阅读材料:
--- --- ---

Cows are such finicky eaters. Each cow has a preference for certain foods and drinks, and she will consume no others.
Farmer John has cooked fabulous meals for his cows, but he forgot to check his menu against their preferences. Although he might not be able to stuff everybody, he wants to give a complete meal of both food and drink to as many cows as possible.
Farmer John has cooked F (1 ≤ F ≤ 100) types of foods and prepared D (1 ≤ D ≤ 100) types of drinks. Each of his N (1 ≤ N ≤ 100) cows has decided whether she is willing to eat a particular food or drink a particular drink. Farmer John must assign a food type and a drink type to each cow to maximize the number of cows who get both.
Each dish or drink can only be consumed by one cow (i.e., once food type 2 is assigned to a cow, no other cow can be assigned food type 2).
Input
Line 1: Three space-separated integers: N, F, and D
Lines 2.. N+1: Each line i starts with a two integers Fi and Di, the number of dishes that cow i likes and the number of drinks that cow i likes. The next Fi integers denote the dishes that cow i will eat, and the Di integers following that denote the drinks that cow i will drink.
Output
Line 1: A single integer that is the maximum number of cows that can be fed both food and drink that conform to their wishes
Sample Input
4 3 3 2 2 1 2 3 1 2 2 2 3 1 2 2 2 1 3 1 2 2 1 1 3 3
Sample Output
3
Hint
One way to satisfy three cows is:
Cow 1: no meal
Cow 2: Food #2, Drink #2
Cow 3: Food #1, Drink #1
Cow 4: Food #3, Drink #3
The pigeon-hole principle tells us we can do no better since there are only three kinds of food or drink. Other test data sets are more challenging, of course.

--- --- ---

所给记录:
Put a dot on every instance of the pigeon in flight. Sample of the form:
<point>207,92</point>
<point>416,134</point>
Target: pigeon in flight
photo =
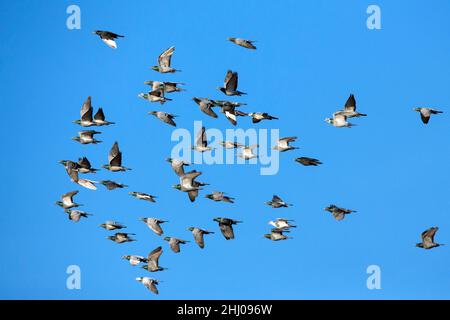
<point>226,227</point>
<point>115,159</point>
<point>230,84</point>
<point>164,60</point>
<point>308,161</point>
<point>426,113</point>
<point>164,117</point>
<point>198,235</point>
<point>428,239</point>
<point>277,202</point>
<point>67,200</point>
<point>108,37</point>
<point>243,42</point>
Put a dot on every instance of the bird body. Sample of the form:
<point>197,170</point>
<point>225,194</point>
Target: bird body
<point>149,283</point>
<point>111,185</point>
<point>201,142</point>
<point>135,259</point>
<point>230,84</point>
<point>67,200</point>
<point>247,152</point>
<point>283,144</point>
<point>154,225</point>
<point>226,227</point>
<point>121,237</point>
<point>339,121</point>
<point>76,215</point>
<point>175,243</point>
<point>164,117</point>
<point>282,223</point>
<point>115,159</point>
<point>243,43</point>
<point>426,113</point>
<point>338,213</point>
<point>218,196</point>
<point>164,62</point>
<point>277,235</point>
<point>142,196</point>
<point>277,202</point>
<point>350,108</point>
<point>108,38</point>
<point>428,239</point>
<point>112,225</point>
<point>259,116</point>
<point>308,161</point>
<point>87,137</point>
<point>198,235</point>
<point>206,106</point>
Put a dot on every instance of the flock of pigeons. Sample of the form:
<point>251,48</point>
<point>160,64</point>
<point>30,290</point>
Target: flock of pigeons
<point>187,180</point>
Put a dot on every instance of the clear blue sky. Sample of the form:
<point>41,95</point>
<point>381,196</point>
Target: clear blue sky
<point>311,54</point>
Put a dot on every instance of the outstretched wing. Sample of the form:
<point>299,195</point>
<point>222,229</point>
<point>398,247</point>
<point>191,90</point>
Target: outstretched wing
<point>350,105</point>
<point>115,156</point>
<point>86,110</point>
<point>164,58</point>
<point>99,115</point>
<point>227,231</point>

--- --- ---

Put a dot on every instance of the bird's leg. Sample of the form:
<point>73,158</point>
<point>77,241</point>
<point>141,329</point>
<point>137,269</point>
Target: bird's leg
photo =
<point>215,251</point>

--- --- ---

练习题:
(1) 根据奶牛就餐题目的提示，样例中为什么最多只能让三头奶牛同时吃到食物和饮料？请用一到三句话说明。
(2) 从奶牛就餐题目的最后一句之后接着往下写。

依次解答:
(1) 因为每种食物或饮料只能分给一头奶牛，而样例中食物和饮料都只有三种。按鸽巢原理，最多只有三头奶牛能同时得到食物和饮料，不可能更多。

(2)
題意:
有N頭牛,F種食物和D種飲料,每頭牛有多種喜歡的食物和飲料,每頭牛只可以吃一種食物和飲料,且每種食物和飲料都只能被一頭牛吃掉。一頭牛滿意當且僅當它吃到滿意的食物並且喝到想喝的飲料,問最多可能讓多少頭牛滿意。
題解:
把每頭牛拆成兩個點x和x+n,給x和x+n連一條容量爲1的邊
如果一頭牛x喜歡一種食物,那麼給x和食物編號點連一條容量爲1的邊
如果一頭牛x喜歡一種飲料,那麼給x+n和飲料編號點連一條容量爲1的邊
食物編號點和點S之間分別連一條容量爲1的邊
飲料編號點和點T之間分別連一條容量爲1的邊
然後dinic就過啦!
代碼:
//建邊的時候一定要注意!!!
//網絡流中的邊是有向的!!!
#include<iostream>
#include<cstdio>
#include<string.h>
#include<vector>
#include<cmath>
using namespace std;
const int maxv=1e6+10, maxn=1e2+10, INF=1e9;
struct edge{int to, cap, rev;};
vector<edge> g[maxv];
bool used[maxv];
void add_edge(int from,int to,int cap)
{
g[from].push_back((edge){to, cap, g[to].size()});
g[to].push_back((edge){from, 0, g[from].size()-1});
}
int dfs(int v, int t, int f)
{
if (v==t) return f;
used[v]=true;
for (int i=0; i<g[v].size(); i++)
{
edge &e=g[v][i];
if (!used[e.to] && e.cap>0){
int d=dfs(e.to, t, min(f, e.cap));
if (d>0){
e.cap -= d;
g[e.to][e.rev].cap+=d;
return d;
}
}
}
return 0;
}
int max_flow(int s, int t){
int flow=0;
for (;;){
memset(used, 0, sizeof(used));
int f=dfs(s, t, INF);
if (f == 0) return flow;
flow += f;
}
}
bool f[105][105],d[105][105];
int main()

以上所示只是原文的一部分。